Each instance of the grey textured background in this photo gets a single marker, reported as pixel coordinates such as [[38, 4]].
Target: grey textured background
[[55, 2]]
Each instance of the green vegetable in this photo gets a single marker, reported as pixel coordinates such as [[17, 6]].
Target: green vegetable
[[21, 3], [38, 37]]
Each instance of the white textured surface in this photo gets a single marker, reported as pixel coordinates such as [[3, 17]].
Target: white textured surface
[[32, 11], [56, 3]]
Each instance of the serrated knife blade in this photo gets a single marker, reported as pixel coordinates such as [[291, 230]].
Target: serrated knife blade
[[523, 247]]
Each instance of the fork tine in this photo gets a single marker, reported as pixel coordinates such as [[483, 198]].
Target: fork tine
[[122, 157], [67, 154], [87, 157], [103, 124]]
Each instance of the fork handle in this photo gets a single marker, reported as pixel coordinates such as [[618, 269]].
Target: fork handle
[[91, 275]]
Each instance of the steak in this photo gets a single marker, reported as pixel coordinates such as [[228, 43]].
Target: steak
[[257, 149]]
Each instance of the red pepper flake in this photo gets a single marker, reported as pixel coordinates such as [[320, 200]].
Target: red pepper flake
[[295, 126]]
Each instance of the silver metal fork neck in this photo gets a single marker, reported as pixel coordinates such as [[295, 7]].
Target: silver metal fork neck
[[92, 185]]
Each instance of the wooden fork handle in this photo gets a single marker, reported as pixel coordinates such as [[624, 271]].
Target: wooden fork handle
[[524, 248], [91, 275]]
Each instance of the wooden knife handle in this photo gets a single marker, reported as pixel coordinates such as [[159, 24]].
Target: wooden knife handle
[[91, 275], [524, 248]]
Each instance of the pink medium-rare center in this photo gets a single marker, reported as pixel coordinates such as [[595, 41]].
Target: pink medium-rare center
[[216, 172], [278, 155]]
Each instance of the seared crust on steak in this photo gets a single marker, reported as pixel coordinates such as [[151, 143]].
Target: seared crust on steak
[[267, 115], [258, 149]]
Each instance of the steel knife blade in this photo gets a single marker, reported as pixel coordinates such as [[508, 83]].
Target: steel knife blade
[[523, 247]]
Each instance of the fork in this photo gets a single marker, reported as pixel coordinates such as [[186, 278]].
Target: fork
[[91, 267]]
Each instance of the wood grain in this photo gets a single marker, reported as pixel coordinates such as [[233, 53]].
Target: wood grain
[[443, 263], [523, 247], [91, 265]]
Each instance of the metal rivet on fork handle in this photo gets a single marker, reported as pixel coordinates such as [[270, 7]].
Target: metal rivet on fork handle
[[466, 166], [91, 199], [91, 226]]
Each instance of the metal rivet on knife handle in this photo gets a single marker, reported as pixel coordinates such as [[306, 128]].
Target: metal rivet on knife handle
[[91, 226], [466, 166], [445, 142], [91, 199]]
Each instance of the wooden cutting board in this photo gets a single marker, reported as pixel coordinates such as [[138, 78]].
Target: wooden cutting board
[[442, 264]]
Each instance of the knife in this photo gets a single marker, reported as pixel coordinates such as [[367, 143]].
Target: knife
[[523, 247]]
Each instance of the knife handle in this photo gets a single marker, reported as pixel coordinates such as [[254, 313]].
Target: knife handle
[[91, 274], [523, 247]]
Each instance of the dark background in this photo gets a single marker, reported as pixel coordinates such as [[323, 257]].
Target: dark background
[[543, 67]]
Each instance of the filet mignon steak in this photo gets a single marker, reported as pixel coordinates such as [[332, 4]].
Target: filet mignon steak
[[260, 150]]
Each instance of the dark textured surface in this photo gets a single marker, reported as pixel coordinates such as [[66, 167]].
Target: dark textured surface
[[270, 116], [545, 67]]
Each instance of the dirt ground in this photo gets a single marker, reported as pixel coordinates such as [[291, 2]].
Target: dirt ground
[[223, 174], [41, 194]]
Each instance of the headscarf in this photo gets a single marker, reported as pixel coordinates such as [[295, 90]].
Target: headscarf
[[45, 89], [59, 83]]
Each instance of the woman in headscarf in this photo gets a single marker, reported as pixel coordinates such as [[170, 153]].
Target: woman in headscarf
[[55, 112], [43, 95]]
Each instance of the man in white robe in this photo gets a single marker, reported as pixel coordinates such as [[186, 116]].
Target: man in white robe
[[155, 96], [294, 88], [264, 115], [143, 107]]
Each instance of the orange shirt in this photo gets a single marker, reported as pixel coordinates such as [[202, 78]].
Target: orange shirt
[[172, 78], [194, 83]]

* What is needed
Each line of the material above must be reproduced exactly.

* Solution for this exercise
Each instance of the grey textured background in this photo gets a single marker, reported as pixel coordinates such as [[38, 4]].
Target: grey textured background
[[55, 2]]
Each instance of the green vegetable in this photo gets a single marker, reported as pixel coordinates such as [[17, 6]].
Target: green vegetable
[[21, 3], [38, 37]]
Each instance of the white textured surface in this photo gets a single marker, reported as pixel coordinates such as [[3, 17]].
Target: white textured surface
[[32, 11], [56, 3]]
Each instance of the serrated knife blade in this photo gets a single marker, reported as pixel coordinates such as [[291, 230]].
Target: serrated knife blade
[[523, 247]]
Each instance of the fork tine in this photo gets a single marker, reported as pixel coordinates such as [[483, 198]].
Target: fork tine
[[122, 157], [67, 154], [87, 157], [103, 124]]
Each instance of the fork handle in this photo gets a single marker, reported as pixel coordinates such as [[618, 269]].
Target: fork handle
[[91, 275]]
Each instance of the steak in this photo gets a single marker, reported as pixel coordinates such as [[228, 43]].
Target: steak
[[257, 149]]
Each instance of the red pepper flake in this photo gets a single marker, reported as pixel coordinates such as [[320, 200]].
Target: red pepper flake
[[295, 126]]
Each instance of the silver metal fork neck in this photo gets a single marker, reported as pixel coordinates such as [[295, 7]].
Target: silver metal fork neck
[[92, 185]]
Each instance of the wooden fork handle in this photo gets a single marker, reported as pixel coordinates such as [[624, 271]].
Target: wooden fork handle
[[524, 248], [91, 275]]
Each instance of the wooden knife handle in this photo gets a single marker, reported as pixel coordinates such as [[159, 24]].
Target: wooden knife handle
[[91, 275], [524, 248]]
Each instance of the pink medium-rare center in this photo gets a single marker, reported as pixel coordinates such as [[595, 41]].
Target: pink medium-rare center
[[216, 172], [278, 155]]
Each instance of the seared crust on steak in this photo gets a single marker, reported as pixel coordinates such as [[151, 143]].
Target: seared crust on steak
[[267, 115], [258, 149]]
Each instance of the steel knife blade in this photo gets a single marker, reported as pixel coordinates such as [[508, 83]].
Target: steel knife blade
[[523, 247]]
Each instance of the fork in this photo gets a single marker, reported as pixel coordinates such as [[186, 278]].
Target: fork
[[91, 267]]
Each instance of the wood grain in this photo gets a single marker, reported as pixel coordinates such as [[233, 53]].
Target: wood grain
[[443, 263], [523, 247], [91, 265]]
Each instance of the metal rivet on fork handle in this photo gets a single marker, reported as pixel coordinates such as [[270, 7]].
Target: metal rivet on fork handle
[[466, 166], [91, 199], [91, 226]]
Each instance of the metal rivet on knife handle in this photo gets a single marker, reported as pixel coordinates such as [[306, 128]].
Target: metal rivet on knife handle
[[91, 226], [466, 166], [445, 142], [91, 199]]
Each instance of the wooden cutting board in this photo gets a single marker, reported as pixel coordinates such as [[138, 78]].
Target: wooden cutting board
[[442, 264]]
Each instance of the knife in this photo gets a single marker, reported as pixel coordinates such as [[367, 143]].
Target: knife
[[523, 247]]
Each instance of the knife handle in this photo gets a single marker, reported as pixel coordinates such as [[254, 313]].
Target: knife handle
[[91, 274], [523, 247]]
Each instance of the dark background in this photo gets a single marker, reported as pixel coordinates such as [[323, 257]].
Target: dark background
[[543, 67]]
Each instance of the filet mignon steak in this photo gets a single marker, reported as pixel coordinates such as [[332, 4]].
Target: filet mignon steak
[[260, 150]]
Each instance of the dark textured surface in this photo gets a single marker, reported as pixel coordinates such as [[66, 167]].
Target: dark textured surface
[[270, 116], [545, 67]]
Each instance of the dirt ground in this photo gets a single marker, reported as pixel coordinates such as [[291, 2]].
Target: dirt ground
[[223, 174], [41, 194]]
Each instance of the headscarf in this photo gets a single marker, reported as pixel coordinates such as [[295, 90]].
Target: headscarf
[[45, 89], [59, 83]]
Each instance of the woman in headscarf in this photo gets a single marker, reported as pixel coordinates such as [[170, 153]].
Target: woman in headscarf
[[55, 112], [43, 95]]
Each instance of the man in white robe in this photo gets a single marker, reported as pixel coordinates such as [[186, 116]].
Target: man in white robe
[[155, 96], [294, 88], [264, 115], [143, 107]]
Each instance of the orange shirt in this photo gets a single marker, reported as pixel coordinates such as [[202, 78]].
Target: orange shirt
[[172, 78], [194, 83]]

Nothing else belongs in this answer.